» Task directions:
Render every line of the listing below as a numbered list, leaving out any blank lines.

» Provided entries:
----------------------------------------

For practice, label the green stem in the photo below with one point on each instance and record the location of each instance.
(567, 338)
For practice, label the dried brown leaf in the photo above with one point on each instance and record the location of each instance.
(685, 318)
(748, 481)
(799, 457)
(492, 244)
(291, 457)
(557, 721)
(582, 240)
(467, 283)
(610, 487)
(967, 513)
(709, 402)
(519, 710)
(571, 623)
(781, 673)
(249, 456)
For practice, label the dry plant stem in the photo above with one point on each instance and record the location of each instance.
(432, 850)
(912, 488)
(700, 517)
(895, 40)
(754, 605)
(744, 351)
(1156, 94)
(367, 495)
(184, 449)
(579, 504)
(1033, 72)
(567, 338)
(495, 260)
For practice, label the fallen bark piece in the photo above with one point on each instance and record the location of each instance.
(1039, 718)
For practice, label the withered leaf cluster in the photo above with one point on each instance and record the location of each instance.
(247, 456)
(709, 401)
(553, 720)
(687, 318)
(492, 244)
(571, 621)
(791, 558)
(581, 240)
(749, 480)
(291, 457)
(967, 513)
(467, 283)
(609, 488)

----------------------------------------

» Result:
1. For practice, label the green stem in the photo below with one point on each instance and record the location of each instance.
2. (567, 338)
3. For practice, label the dried brown leaf in the photo above with one point on each instance and record the location of each instance.
4. (685, 318)
5. (748, 481)
6. (799, 457)
7. (492, 244)
8. (291, 457)
9. (557, 721)
10. (582, 240)
11. (467, 283)
12. (610, 487)
13. (967, 513)
14. (709, 402)
15. (519, 710)
16. (571, 623)
17. (781, 673)
18. (249, 456)
19. For practice, label the dry plant stem in the photo above with one point on each instance and record the location of each instance.
20. (432, 850)
21. (912, 488)
22. (700, 517)
23. (895, 40)
24. (754, 605)
25. (744, 351)
26. (1156, 94)
27. (367, 495)
28. (184, 449)
29. (579, 504)
30. (1033, 72)
31. (567, 338)
32. (495, 260)
33. For practice, label the fallen bark piece in the photo above with one point on each instance and record the location of each instance.
34. (1039, 718)
35. For practice, label the withered leaf cluster in the photo above with one point on each instance and record the location of each instance.
36. (247, 456)
37. (709, 401)
38. (553, 720)
39. (687, 318)
40. (492, 244)
41. (571, 621)
42. (791, 558)
43. (581, 240)
44. (749, 480)
45. (291, 457)
46. (967, 513)
47. (467, 283)
48. (609, 488)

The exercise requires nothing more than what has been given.